Task goal
Copy out each line exactly; pictures stay out of the copy.

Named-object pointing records
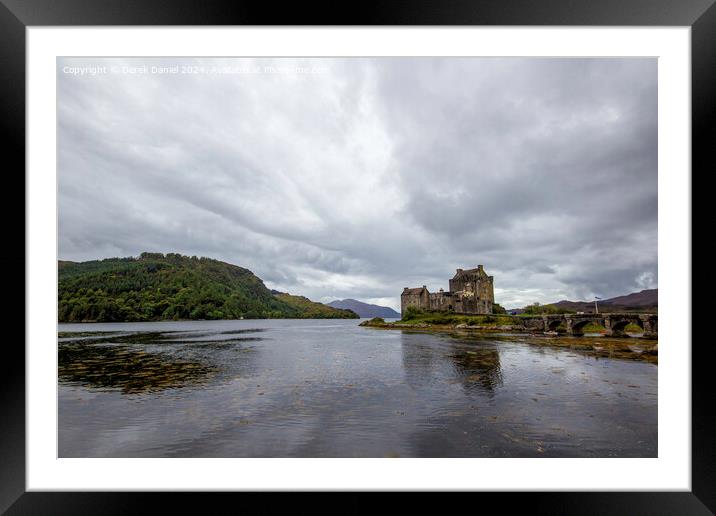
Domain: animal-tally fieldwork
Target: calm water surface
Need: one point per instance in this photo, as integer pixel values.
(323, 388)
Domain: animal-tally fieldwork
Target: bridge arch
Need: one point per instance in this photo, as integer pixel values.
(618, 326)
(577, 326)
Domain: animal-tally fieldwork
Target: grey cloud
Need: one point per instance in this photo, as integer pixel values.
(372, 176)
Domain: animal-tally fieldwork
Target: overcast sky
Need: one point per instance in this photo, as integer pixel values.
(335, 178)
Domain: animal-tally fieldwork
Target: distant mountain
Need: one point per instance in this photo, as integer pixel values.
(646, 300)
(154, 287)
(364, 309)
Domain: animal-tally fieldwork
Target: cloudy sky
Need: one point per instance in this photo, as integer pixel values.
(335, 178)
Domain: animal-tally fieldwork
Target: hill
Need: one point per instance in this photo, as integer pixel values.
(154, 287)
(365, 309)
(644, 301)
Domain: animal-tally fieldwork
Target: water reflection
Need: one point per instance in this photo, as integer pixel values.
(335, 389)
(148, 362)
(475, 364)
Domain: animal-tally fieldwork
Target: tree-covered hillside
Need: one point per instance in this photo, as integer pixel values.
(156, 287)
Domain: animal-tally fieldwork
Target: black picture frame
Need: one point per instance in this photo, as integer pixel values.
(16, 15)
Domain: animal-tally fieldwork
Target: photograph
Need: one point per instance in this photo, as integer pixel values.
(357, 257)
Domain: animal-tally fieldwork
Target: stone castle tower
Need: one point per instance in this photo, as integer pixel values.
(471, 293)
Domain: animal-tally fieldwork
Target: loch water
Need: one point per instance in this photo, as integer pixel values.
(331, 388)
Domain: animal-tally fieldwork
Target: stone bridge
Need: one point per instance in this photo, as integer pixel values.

Finished answer
Domain: animal-tally fieldwork
Target: calm water surface
Need: one point per instance in this photo, as integer pixel values.
(323, 388)
Domain: animal-tally fieldwork
Target: bridge arch
Need: one point per instance in this photo, as integer pixel values.
(618, 326)
(577, 326)
Domain: animal-tally fieldwork
Target: grey cloud
Need: one point per instance in this photo, as integer pixel values.
(372, 176)
Domain: animal-tally fieldwork
Target: overcast sky
Need: one point per instance in this photo, as integer pixel values.
(335, 178)
Domain: animal-tally fieldwork
Target: distant mountain
Need: one point per instance in this photo, as integer pixel values.
(646, 300)
(154, 287)
(364, 309)
Domain: animal-tally fieldwork
Target: cloudy sky
Need: one point per instance in this photo, as integer pixel values.
(335, 178)
Domain: animal-tally fieldwork
Target: hill
Need: one point per instance in this photo, as integer pixel values.
(154, 287)
(365, 309)
(644, 301)
Domain: animal-tally fieldwork
Target: water reflection
Need: one point per instance in this photo, as integer pixel values.
(335, 389)
(148, 362)
(475, 364)
Domain: animal-tally fieldwork
Target: tree-covered hillside
Need: one point per instance in this photo, as integer pixel values.
(156, 287)
Domain: animal-tally fieldwork
Target: black picture frame
Need: one point per instance in this photo, as integer pixel values.
(16, 15)
Domain: animal-tally fieldwork
Target: photograph
Need: one point per instance in this photo, as integer pixel values.
(357, 257)
Domain: animal-tally fieldwork
Target: stone castle tower
Need: one point per instance in this photo, as integer pixel values.
(471, 293)
Domain: animal-tally fieldwork
Target: loch water
Need: one point per instance in this photo, as integer pixel values.
(331, 388)
Domain: animal-tally fieldwork
Target: stone bridge
Need: one point per instance in this photo, as integer pixel values.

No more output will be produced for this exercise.